Set problem = Rewrite the part of the records that opens with the line containing "door in the photo above." and closes with the line containing "(1156, 361)", changing "flow planner" to "route planner" throughout and keeping everything else the same. Give only those lines, and leave the pictures out.

-- Start Material --

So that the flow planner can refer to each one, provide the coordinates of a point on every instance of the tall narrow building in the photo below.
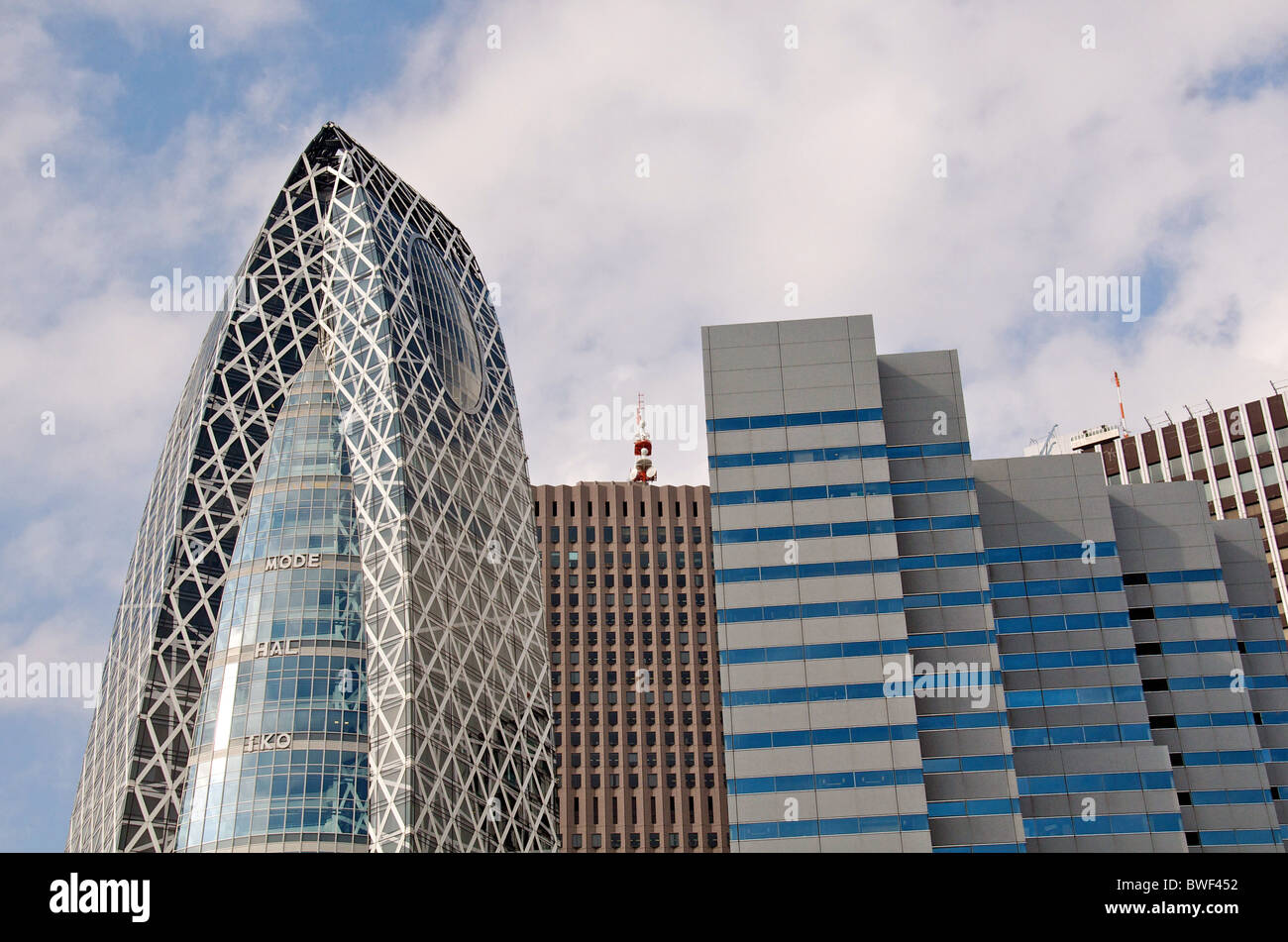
(630, 616)
(331, 629)
(1239, 455)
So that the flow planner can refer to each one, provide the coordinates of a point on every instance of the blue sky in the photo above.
(769, 164)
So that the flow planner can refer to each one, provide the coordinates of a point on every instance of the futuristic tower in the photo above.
(331, 632)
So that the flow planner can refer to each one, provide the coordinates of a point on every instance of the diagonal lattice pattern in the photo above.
(352, 261)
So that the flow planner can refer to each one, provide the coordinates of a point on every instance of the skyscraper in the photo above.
(631, 627)
(919, 652)
(1239, 455)
(331, 631)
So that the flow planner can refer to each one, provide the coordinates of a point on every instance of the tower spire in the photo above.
(644, 470)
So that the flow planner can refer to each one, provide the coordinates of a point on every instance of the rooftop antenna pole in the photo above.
(1122, 413)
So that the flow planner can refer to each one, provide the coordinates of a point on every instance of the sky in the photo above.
(625, 172)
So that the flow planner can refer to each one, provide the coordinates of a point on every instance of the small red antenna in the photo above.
(643, 470)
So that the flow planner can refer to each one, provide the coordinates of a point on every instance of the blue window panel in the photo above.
(833, 780)
(838, 825)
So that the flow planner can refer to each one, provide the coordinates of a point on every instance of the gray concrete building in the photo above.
(925, 653)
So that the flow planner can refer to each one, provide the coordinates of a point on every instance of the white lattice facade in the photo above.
(359, 274)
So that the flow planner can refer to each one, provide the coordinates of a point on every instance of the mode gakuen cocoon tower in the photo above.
(331, 629)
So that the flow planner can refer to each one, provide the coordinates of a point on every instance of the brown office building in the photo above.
(1239, 453)
(630, 613)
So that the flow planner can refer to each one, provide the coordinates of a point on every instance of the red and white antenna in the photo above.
(643, 470)
(1122, 413)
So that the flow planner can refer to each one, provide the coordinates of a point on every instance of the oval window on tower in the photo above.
(447, 325)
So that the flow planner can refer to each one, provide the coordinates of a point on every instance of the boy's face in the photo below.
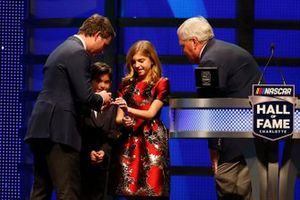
(103, 82)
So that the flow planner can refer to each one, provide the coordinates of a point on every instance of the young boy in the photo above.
(99, 133)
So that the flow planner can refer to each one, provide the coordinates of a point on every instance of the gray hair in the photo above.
(195, 27)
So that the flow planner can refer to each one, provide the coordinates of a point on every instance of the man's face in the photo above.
(189, 49)
(100, 44)
(103, 82)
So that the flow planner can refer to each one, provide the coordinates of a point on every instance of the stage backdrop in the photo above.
(31, 29)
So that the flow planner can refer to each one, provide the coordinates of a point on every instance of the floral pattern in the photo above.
(144, 159)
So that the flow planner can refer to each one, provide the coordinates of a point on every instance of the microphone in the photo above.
(272, 48)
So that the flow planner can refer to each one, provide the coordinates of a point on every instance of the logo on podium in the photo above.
(273, 109)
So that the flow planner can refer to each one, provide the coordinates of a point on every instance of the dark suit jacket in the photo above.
(66, 86)
(237, 72)
(99, 133)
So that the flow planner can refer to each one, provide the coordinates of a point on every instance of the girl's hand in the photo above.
(122, 104)
(97, 156)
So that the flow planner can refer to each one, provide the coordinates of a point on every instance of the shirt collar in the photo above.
(202, 50)
(82, 41)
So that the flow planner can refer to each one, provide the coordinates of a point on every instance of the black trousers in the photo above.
(56, 168)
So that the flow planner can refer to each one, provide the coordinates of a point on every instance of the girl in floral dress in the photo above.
(144, 158)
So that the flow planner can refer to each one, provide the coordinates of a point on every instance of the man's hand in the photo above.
(214, 157)
(97, 156)
(106, 96)
(122, 104)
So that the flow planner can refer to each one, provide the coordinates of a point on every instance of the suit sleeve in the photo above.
(79, 76)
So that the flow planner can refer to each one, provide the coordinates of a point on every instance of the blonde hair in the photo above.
(146, 49)
(195, 27)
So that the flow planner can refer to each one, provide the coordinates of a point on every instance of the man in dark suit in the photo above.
(53, 128)
(100, 135)
(237, 72)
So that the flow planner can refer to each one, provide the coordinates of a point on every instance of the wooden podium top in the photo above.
(216, 117)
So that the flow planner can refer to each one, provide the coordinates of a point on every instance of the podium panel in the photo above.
(232, 118)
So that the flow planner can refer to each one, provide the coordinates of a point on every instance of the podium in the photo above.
(232, 118)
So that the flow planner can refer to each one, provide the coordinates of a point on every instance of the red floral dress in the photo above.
(144, 157)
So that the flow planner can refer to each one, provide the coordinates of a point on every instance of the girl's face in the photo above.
(141, 65)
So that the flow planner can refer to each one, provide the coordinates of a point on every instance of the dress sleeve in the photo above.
(162, 90)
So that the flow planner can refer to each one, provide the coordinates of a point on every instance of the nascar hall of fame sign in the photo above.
(273, 110)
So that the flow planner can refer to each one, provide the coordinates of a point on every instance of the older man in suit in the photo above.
(54, 129)
(237, 72)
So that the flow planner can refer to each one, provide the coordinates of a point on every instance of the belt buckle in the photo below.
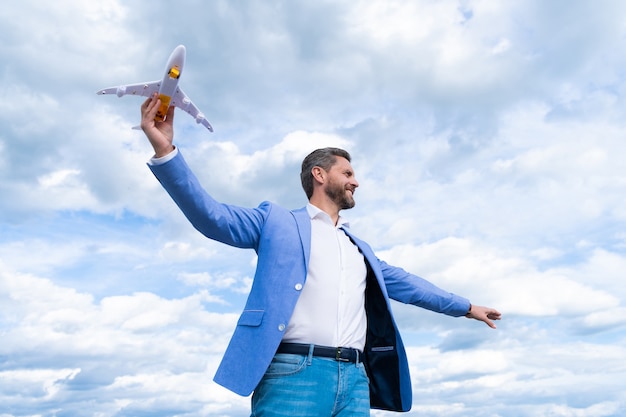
(339, 358)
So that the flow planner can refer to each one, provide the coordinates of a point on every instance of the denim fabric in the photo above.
(307, 386)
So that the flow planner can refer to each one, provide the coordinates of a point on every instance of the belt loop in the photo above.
(310, 358)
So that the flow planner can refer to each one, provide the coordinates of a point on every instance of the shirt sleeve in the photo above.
(154, 161)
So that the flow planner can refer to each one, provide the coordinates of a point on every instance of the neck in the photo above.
(327, 207)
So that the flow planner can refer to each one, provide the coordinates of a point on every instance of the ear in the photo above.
(319, 174)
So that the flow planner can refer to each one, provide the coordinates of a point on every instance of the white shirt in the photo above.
(331, 308)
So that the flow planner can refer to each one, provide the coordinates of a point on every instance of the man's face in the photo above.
(341, 184)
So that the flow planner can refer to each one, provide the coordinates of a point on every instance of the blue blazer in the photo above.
(282, 241)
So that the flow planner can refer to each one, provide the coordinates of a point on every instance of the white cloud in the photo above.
(489, 150)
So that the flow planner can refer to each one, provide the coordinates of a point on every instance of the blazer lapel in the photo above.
(303, 222)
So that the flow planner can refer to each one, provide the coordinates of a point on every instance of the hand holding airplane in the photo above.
(168, 91)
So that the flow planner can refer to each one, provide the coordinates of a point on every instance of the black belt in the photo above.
(339, 354)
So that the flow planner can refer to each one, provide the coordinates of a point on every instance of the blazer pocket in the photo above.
(252, 318)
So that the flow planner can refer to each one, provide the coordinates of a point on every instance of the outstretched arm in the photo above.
(485, 314)
(160, 134)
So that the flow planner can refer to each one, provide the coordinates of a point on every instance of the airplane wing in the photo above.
(143, 89)
(183, 102)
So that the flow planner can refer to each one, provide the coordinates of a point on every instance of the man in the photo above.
(317, 336)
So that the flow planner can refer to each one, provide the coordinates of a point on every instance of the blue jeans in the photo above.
(311, 386)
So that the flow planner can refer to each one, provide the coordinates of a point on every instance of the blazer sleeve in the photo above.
(233, 225)
(411, 289)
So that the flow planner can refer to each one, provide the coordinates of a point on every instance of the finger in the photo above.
(170, 114)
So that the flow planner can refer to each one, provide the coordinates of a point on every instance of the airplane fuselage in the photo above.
(173, 70)
(168, 91)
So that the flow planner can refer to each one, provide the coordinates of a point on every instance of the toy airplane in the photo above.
(169, 92)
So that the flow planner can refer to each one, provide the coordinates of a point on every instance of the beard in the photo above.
(339, 195)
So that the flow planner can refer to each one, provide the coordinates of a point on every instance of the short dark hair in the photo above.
(324, 158)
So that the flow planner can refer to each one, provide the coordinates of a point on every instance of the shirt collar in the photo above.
(315, 212)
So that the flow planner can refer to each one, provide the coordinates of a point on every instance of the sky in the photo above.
(488, 138)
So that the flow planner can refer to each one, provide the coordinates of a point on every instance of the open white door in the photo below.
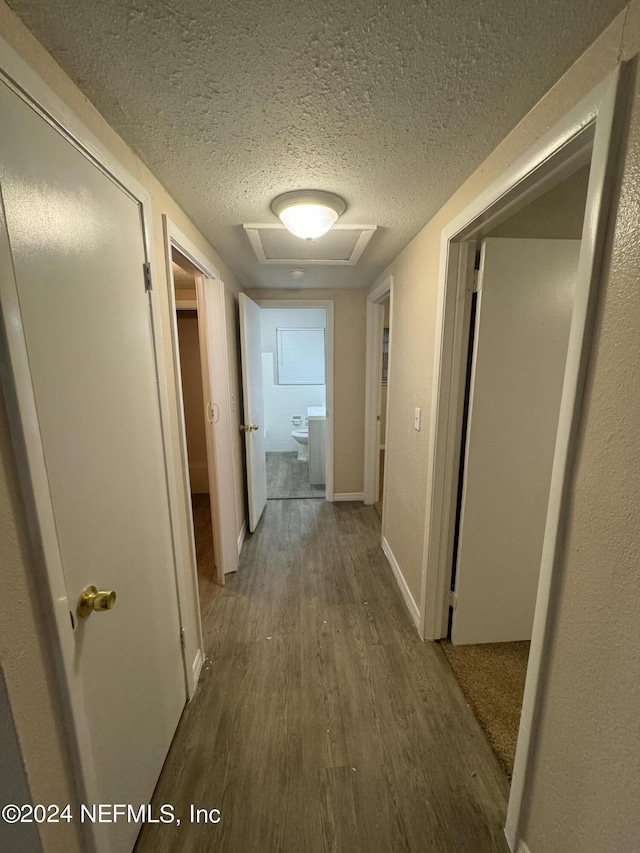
(523, 320)
(217, 399)
(81, 367)
(254, 428)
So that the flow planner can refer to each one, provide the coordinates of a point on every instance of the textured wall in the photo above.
(349, 373)
(586, 791)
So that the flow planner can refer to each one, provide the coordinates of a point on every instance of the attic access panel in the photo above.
(343, 245)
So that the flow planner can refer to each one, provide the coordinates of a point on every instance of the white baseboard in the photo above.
(242, 536)
(196, 668)
(412, 607)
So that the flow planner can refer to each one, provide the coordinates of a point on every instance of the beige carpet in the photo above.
(492, 678)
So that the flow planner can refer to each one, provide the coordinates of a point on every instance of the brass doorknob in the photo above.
(96, 599)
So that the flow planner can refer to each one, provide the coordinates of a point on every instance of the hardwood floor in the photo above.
(288, 477)
(322, 722)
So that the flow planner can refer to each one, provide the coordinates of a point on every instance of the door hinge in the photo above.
(148, 285)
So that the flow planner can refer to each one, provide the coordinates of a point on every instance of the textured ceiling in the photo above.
(390, 104)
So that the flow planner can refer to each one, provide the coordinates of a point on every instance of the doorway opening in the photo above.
(294, 392)
(520, 319)
(586, 137)
(194, 380)
(377, 386)
(382, 402)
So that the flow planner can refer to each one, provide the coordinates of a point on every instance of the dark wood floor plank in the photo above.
(322, 723)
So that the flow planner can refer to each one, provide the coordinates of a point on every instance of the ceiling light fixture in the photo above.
(308, 213)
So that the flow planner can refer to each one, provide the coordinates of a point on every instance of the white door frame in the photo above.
(594, 126)
(46, 564)
(327, 304)
(372, 393)
(215, 370)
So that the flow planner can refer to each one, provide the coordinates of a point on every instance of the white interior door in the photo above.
(77, 250)
(254, 426)
(523, 320)
(217, 397)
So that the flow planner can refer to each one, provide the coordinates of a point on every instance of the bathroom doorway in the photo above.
(287, 379)
(294, 391)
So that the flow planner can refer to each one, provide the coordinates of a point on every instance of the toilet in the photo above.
(301, 435)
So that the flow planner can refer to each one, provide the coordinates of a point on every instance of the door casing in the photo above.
(589, 131)
(327, 304)
(372, 426)
(45, 565)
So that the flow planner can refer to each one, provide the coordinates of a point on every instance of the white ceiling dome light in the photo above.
(308, 213)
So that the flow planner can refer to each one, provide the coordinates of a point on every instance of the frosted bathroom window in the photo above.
(300, 356)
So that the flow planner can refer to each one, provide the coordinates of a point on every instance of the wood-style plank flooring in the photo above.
(288, 477)
(208, 586)
(322, 722)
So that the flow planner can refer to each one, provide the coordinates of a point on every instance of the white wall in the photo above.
(282, 402)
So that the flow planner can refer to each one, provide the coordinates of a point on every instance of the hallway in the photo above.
(322, 722)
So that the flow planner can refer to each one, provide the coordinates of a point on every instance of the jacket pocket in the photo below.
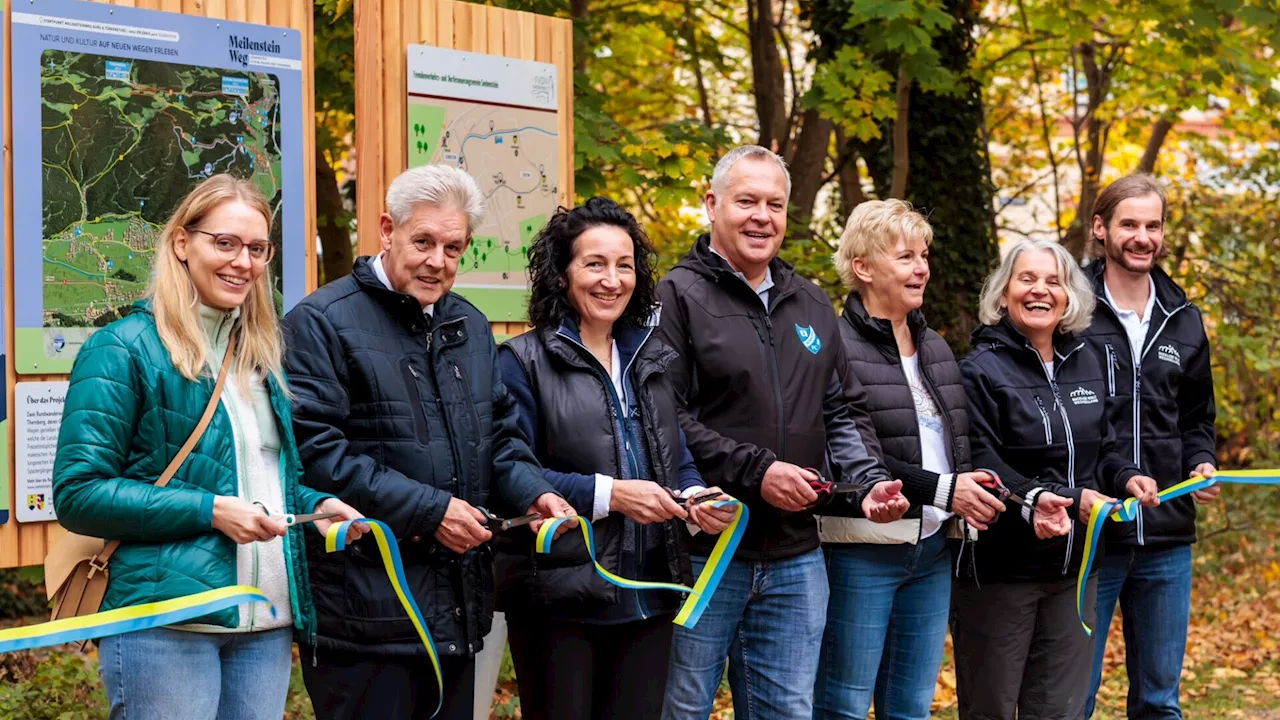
(415, 400)
(1048, 427)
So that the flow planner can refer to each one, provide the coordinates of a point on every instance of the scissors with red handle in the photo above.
(1002, 491)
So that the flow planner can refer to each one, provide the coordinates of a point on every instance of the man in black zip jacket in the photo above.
(767, 404)
(400, 410)
(1156, 361)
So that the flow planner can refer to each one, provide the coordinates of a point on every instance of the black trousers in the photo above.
(579, 671)
(347, 686)
(1020, 650)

-- End Material --

Solution for this task =
So that the route planner can refer to each one, provide the coordinates of a point on every instance of the white interior door in the photo above.
(77, 250)
(254, 426)
(523, 320)
(217, 397)
So that the route planner can refer to each one, provide the coordinates of a point on every instance of the bathroom doorway in the photo above.
(287, 379)
(294, 391)
So that the route planner can refer to each one, provide the coordinates of a point on every instance of the toilet in the photo above.
(301, 435)
So that the route planner can refer to each one, provide the coordinates of a point on every instance of the door casing in the photo above.
(589, 131)
(327, 304)
(372, 426)
(45, 565)
So that the route planner can refer to each one, provide the coordinates of a point on every instance of the white ceiling dome light in the photo above.
(308, 213)
So that the route planner can refer to each one, provide the coordinates of a point on every instance of the frosted bathroom window in the photo above.
(300, 356)
So that the route planner can refer to each one, provide the coordinates of a point on every instance of the wood-style plank flooring in the photo above.
(288, 477)
(208, 586)
(322, 722)
So that the route planner can refer to each one, provide the coordinates of a point on every instance of the white wall in the photo above.
(282, 402)
So that the route planner can refer to each one, provide the coordinates of a point on every instance of the hallway in the photo above.
(322, 722)
So that the route planner can refer to each one, provide the coordinates of a point on every instance of the jacket pocket in the photo below.
(415, 400)
(1048, 427)
So that the route planner can refer to each one, provide the coordinates of a point on every instance of the scissors with red handle in the photo above.
(1002, 491)
So that the route planner can refer to each one, provide the coordinates of a point on every instance of the man in black zip jacket in the photo above.
(767, 404)
(400, 410)
(1156, 361)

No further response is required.